(Beginning of Excerpted text)

Quincy McKoy, ‘18, originally planned on majoring in Accounting when he applied to college. However, after participating in the University of Richmond Integrated Science Experience (URISE), he started down a different path.

“I was always interested in science in high school but I thought that I was going to do accounting because that was the main focus of my high school curriculum,” McKoy said. “When I did URISE that summer, it changed a lot for me and that’s how I got into the sciences and got paired with Dr. Parish.”

Having the opportunity to engage in research as part of the URISE program developed McKoy’s enthusiasm for the explorative aspect of science. He is now a chemistry major, and with Dr. Carol Parish as his mentor, has participated in the Fall Science Symposium for the last four years. The Science Symposium showcases student research projects and McKoy enjoys attending every year because not only does he get to see his fellow students’ presentations, but he also gets to share his own work with University faculty and his peers. 

“It’s a great event because you get to meet faculty who might specialize in different fields and for that moment you’re an expert as you’re presenting your research,” McKoy said. “The faculty are genuinely intrigued about your work and how they might be able to help or provide solutions.”

For this year’s Symposium, McKoy’s project was entitled “Nature’s Solution to Cancer: Enediynes: Understanding Enediyne-DNA Complexes from Binding to Apoptosis,” and focused on the enediynes’ radical nature. Enediynes are strong compounds that have the ability to break down DNA strands so they cannot repair themselves or replicate. These compounds have been of use in developing cancer drugs as they have the potential to stop random mutations and kill cells.

(End of Excerpted text)

**Problem details**
Say whether each statement agrees with the text about Quincy McKoy, answering yes or no and quoting the words that decide it: 1. McKoy first planned to major in accounting. 2. McKoy has taken part in the Fall Science Symposium for two years. 3. Enediynes help DNA strands repair themselves.

(Beginning of Data supplied)

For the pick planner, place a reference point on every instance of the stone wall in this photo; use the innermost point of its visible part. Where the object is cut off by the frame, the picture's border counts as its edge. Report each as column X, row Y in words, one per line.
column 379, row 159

(End of Data supplied)
(Beginning of Data supplied)

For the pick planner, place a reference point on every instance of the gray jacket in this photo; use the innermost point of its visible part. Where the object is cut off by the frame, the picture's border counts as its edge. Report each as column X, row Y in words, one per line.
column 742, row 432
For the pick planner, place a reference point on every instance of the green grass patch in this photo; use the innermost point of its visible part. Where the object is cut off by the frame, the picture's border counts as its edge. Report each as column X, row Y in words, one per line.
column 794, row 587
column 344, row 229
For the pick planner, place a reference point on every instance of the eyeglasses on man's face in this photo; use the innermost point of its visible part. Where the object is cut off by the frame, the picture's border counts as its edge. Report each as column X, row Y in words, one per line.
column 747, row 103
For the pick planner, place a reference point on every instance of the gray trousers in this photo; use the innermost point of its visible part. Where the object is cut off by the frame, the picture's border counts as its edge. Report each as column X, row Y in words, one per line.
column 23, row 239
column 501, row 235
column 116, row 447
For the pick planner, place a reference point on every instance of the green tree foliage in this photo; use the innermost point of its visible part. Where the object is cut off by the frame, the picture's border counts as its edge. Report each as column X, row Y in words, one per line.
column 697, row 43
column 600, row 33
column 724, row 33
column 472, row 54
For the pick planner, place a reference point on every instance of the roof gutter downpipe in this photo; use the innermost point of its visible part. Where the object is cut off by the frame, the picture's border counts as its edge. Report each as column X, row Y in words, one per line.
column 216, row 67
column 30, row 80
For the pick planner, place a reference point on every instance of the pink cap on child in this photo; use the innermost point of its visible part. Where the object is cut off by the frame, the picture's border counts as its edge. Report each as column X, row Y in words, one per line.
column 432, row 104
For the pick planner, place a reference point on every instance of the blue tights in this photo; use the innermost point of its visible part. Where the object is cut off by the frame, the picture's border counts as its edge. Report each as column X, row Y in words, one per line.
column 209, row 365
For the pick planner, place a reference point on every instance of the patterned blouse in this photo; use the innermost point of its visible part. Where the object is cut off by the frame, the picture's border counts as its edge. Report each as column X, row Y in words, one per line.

(End of Data supplied)

**Your response**
1. Yes: "originally planned on majoring in Accounting"
2. No: "has participated in the Fall Science Symposium for the last four years"
3. No: "have the ability to break down DNA strands so they cannot repair themselves or replicate"